MATERIALS PROVIDED ▸
════════════════════

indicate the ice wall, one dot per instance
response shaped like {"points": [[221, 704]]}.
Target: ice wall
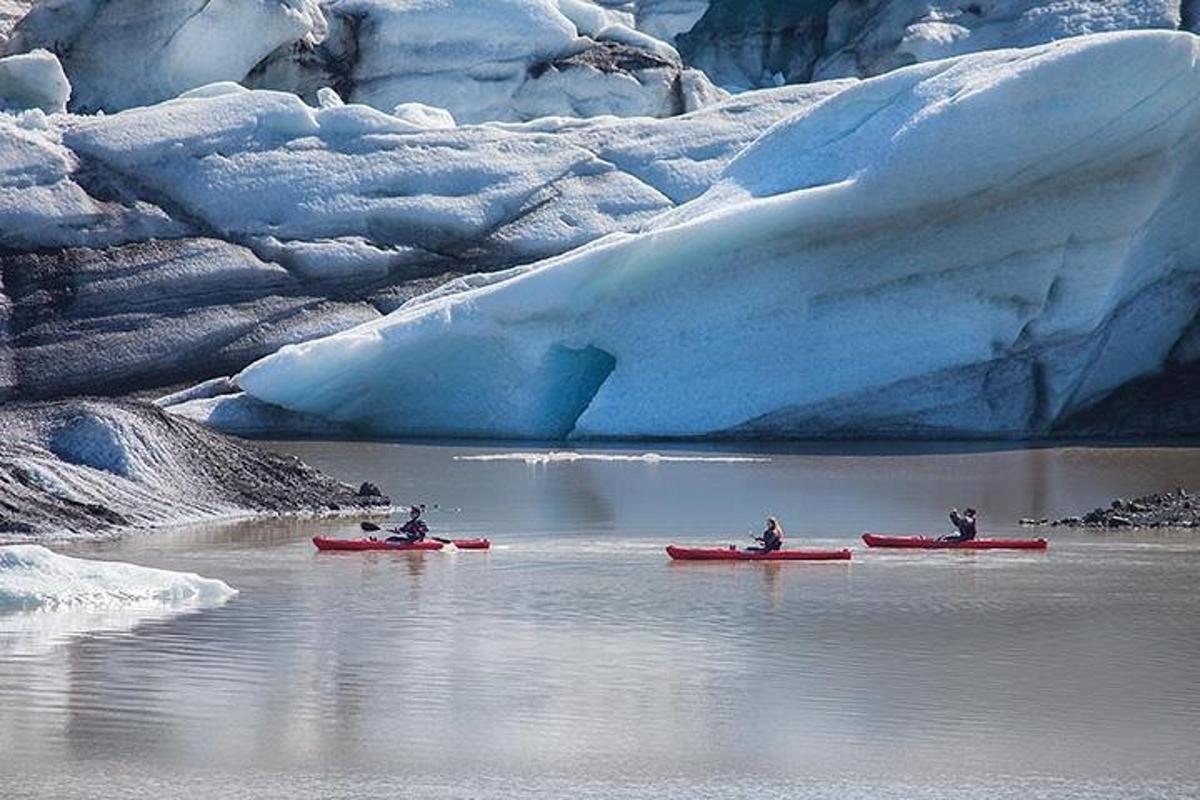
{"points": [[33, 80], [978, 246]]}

════════════════════

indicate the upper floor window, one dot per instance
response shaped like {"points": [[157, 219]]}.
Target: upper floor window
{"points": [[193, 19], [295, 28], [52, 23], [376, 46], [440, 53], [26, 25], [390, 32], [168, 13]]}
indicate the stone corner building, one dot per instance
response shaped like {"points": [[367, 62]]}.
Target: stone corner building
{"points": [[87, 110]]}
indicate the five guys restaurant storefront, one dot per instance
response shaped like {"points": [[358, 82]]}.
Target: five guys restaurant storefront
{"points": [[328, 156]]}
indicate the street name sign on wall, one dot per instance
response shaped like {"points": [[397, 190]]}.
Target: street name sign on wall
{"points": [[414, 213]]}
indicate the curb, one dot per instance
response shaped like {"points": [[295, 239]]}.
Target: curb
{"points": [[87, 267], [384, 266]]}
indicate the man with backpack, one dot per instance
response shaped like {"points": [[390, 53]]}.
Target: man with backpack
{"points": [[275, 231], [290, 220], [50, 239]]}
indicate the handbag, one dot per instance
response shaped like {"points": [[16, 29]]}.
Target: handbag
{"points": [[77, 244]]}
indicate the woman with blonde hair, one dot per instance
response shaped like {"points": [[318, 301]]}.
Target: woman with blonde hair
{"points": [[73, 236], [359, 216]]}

════════════════════

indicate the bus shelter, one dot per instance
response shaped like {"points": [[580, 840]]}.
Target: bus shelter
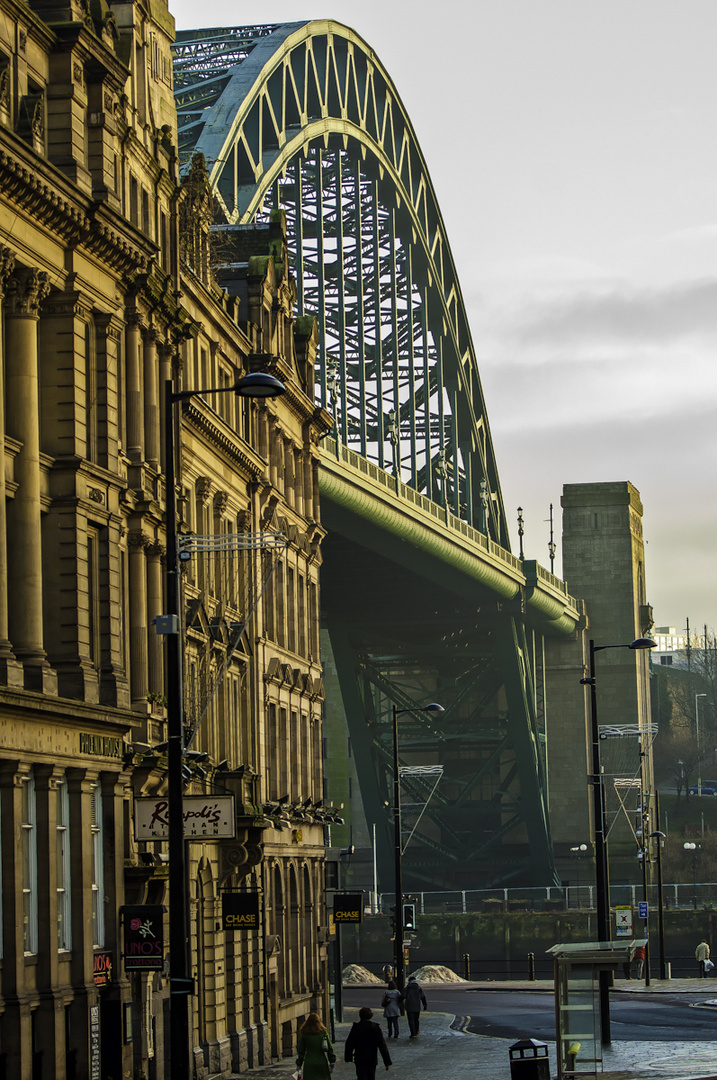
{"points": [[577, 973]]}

════════════════════

List every line in the rows above that contains the string "floor". Case counts.

indicate the upper floor window, one dot per instance
Target: upper floor window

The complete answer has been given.